** Start INPUT DATA **
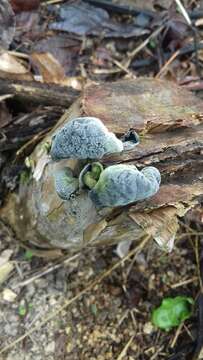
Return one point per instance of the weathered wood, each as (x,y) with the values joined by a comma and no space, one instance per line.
(39,94)
(169,120)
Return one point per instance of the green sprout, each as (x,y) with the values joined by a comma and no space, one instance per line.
(22,310)
(28,255)
(172,312)
(25,177)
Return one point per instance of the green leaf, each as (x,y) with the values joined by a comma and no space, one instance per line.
(172,312)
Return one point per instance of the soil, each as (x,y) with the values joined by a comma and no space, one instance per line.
(113,315)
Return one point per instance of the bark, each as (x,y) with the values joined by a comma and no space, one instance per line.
(38,94)
(169,121)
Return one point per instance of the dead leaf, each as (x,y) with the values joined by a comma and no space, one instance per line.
(64,49)
(22,5)
(162,224)
(7,24)
(5,116)
(49,68)
(82,19)
(13,68)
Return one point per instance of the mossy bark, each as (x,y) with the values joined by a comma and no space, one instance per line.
(169,121)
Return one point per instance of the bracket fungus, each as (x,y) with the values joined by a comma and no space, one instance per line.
(84,138)
(122,184)
(117,185)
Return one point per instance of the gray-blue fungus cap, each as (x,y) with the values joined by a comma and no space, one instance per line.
(65,183)
(120,185)
(84,138)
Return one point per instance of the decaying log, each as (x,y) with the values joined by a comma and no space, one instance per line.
(39,94)
(169,121)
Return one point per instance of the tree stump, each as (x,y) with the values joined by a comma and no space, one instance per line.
(169,121)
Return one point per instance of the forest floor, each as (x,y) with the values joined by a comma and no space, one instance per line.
(94,306)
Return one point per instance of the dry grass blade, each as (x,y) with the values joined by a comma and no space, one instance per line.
(45,272)
(125,349)
(89,287)
(142,46)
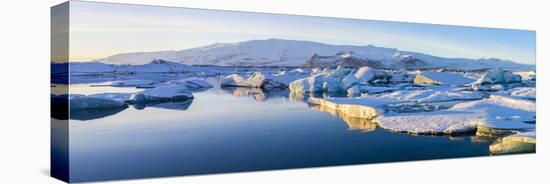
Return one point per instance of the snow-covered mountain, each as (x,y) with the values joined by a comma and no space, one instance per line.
(278,52)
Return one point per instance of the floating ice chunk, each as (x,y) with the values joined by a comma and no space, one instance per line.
(133,82)
(197,84)
(441,78)
(353,123)
(527,75)
(163,94)
(256,80)
(360,107)
(235,80)
(310,84)
(524,142)
(495,112)
(349,81)
(354,91)
(78,101)
(332,85)
(498,76)
(401,76)
(377,89)
(438,122)
(433,95)
(524,92)
(367,74)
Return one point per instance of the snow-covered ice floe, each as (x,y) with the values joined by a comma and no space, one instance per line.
(433,95)
(524,92)
(192,84)
(339,80)
(129,83)
(163,93)
(495,112)
(498,76)
(360,107)
(442,78)
(524,142)
(260,80)
(354,123)
(97,101)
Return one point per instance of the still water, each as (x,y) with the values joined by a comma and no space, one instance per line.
(240,129)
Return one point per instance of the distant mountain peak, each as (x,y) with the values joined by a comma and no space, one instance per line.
(282,52)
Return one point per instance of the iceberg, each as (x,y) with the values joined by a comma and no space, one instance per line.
(495,112)
(524,92)
(256,80)
(192,84)
(163,94)
(442,78)
(498,76)
(131,83)
(354,91)
(360,124)
(109,100)
(524,142)
(360,107)
(309,84)
(433,95)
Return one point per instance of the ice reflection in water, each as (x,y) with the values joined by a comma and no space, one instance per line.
(359,124)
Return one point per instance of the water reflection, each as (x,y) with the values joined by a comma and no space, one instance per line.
(182,105)
(359,124)
(256,93)
(91,114)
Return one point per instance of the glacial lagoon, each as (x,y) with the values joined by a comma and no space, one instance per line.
(236,129)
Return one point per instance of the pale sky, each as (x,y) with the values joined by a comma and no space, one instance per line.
(98,30)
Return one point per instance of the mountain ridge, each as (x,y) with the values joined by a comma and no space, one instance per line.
(281,52)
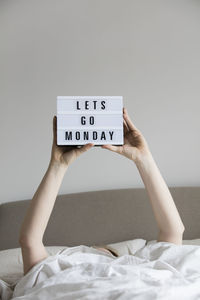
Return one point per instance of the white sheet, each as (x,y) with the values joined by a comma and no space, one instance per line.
(159,270)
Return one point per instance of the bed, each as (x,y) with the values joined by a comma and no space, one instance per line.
(122,218)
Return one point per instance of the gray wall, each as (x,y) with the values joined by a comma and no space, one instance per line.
(147,51)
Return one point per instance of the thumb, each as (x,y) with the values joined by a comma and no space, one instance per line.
(84,148)
(113,148)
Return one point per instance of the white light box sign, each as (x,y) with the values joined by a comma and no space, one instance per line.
(90,119)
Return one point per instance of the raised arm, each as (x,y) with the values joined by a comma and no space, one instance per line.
(166,214)
(41,205)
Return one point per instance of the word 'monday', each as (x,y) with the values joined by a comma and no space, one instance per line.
(89,135)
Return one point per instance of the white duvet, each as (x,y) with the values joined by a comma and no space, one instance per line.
(158,270)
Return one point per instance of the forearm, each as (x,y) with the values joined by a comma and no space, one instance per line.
(164,209)
(40,208)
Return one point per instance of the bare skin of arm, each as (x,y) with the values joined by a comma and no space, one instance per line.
(135,148)
(40,208)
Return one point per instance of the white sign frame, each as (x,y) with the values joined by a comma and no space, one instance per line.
(90,119)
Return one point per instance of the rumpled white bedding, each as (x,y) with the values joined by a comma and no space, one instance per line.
(159,270)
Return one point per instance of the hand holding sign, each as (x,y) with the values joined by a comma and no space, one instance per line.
(65,155)
(135,145)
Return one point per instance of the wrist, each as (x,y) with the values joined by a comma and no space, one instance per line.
(143,158)
(57,166)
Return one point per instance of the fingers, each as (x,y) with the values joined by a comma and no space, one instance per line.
(128,121)
(125,127)
(112,148)
(84,148)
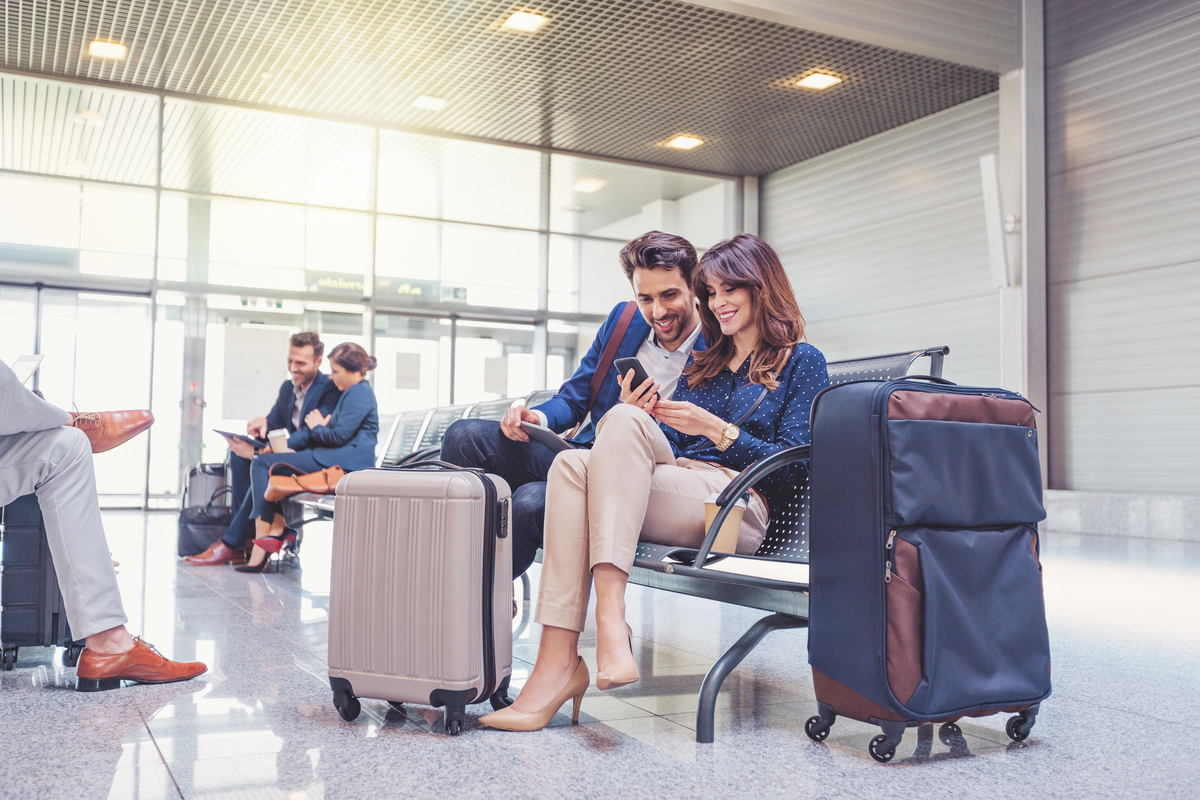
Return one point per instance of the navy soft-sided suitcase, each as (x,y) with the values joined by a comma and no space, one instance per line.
(31,613)
(927,599)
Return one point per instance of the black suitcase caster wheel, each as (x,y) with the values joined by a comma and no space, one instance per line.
(881,750)
(1019,727)
(348,707)
(455,720)
(816,729)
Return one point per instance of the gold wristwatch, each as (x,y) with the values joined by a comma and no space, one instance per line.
(729,437)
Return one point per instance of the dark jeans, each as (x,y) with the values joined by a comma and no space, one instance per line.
(241,527)
(259,476)
(523,464)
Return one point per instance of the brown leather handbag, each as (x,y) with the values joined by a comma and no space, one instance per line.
(322,482)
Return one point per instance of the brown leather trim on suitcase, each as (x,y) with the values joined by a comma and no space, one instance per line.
(905,597)
(959,408)
(849,703)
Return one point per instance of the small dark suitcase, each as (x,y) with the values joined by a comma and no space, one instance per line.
(199,527)
(31,613)
(202,481)
(420,595)
(927,600)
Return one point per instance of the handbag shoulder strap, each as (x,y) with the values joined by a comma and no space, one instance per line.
(610,353)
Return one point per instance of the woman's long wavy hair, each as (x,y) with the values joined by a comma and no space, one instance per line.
(747,262)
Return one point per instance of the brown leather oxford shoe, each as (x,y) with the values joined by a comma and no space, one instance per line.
(217,554)
(106,429)
(99,672)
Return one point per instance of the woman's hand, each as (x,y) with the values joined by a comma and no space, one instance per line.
(643,396)
(689,419)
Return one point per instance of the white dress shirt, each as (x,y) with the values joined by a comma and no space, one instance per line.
(664,366)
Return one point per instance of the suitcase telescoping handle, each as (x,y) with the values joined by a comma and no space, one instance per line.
(930,378)
(439,464)
(502,506)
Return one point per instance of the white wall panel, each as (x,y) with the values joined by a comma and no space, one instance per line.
(1123,212)
(885,241)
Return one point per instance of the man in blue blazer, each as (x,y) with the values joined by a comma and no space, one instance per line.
(309,389)
(659,268)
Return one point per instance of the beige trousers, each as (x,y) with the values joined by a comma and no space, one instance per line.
(629,486)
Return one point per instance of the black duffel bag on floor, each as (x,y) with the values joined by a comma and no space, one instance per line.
(199,527)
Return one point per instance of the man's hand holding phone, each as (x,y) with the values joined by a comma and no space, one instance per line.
(645,395)
(513,419)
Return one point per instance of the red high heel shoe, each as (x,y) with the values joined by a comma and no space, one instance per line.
(271,545)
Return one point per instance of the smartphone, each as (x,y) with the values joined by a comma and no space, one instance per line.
(625,365)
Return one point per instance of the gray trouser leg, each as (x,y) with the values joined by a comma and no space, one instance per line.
(57,465)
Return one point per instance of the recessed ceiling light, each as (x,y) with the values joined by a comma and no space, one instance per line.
(102,49)
(525,22)
(685,142)
(88,116)
(819,80)
(430,103)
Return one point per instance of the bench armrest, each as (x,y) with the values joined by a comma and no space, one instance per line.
(744,481)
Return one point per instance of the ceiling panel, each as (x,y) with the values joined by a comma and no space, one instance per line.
(59,128)
(609,77)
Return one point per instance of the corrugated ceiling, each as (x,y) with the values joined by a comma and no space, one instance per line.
(615,78)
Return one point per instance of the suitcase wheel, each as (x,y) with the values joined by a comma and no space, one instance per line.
(881,750)
(455,719)
(1018,728)
(347,705)
(817,727)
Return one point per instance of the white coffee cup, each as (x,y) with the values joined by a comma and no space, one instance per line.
(279,439)
(727,536)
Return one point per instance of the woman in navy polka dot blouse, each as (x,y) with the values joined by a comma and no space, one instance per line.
(654,462)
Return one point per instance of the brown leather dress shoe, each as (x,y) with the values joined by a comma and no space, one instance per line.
(99,672)
(106,429)
(219,554)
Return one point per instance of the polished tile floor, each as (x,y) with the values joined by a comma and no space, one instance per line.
(1123,721)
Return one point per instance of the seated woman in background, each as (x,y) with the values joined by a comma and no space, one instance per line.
(346,438)
(654,463)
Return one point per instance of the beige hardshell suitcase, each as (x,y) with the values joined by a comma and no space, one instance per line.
(420,596)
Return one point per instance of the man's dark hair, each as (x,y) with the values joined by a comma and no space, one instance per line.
(659,251)
(310,340)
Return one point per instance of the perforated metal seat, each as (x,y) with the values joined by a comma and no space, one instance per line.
(491,409)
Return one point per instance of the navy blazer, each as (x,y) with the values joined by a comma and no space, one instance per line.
(565,409)
(780,421)
(349,439)
(322,395)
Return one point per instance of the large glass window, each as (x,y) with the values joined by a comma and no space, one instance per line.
(270,223)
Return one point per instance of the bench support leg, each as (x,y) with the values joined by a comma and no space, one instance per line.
(729,662)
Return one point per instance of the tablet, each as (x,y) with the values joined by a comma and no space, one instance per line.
(547,437)
(243,437)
** End INPUT DATA **
GOAL:
Carry over the material from the line containing "Return one point per instance of the tablet, each" through the end, requests included, and add -116 to every coordinate in the answers.

FULL RESPONSE:
Return one point per instance of the tablet, each as (x,y) with the values joined by a comma and no space, one instance per line.
(431,321)
(127,321)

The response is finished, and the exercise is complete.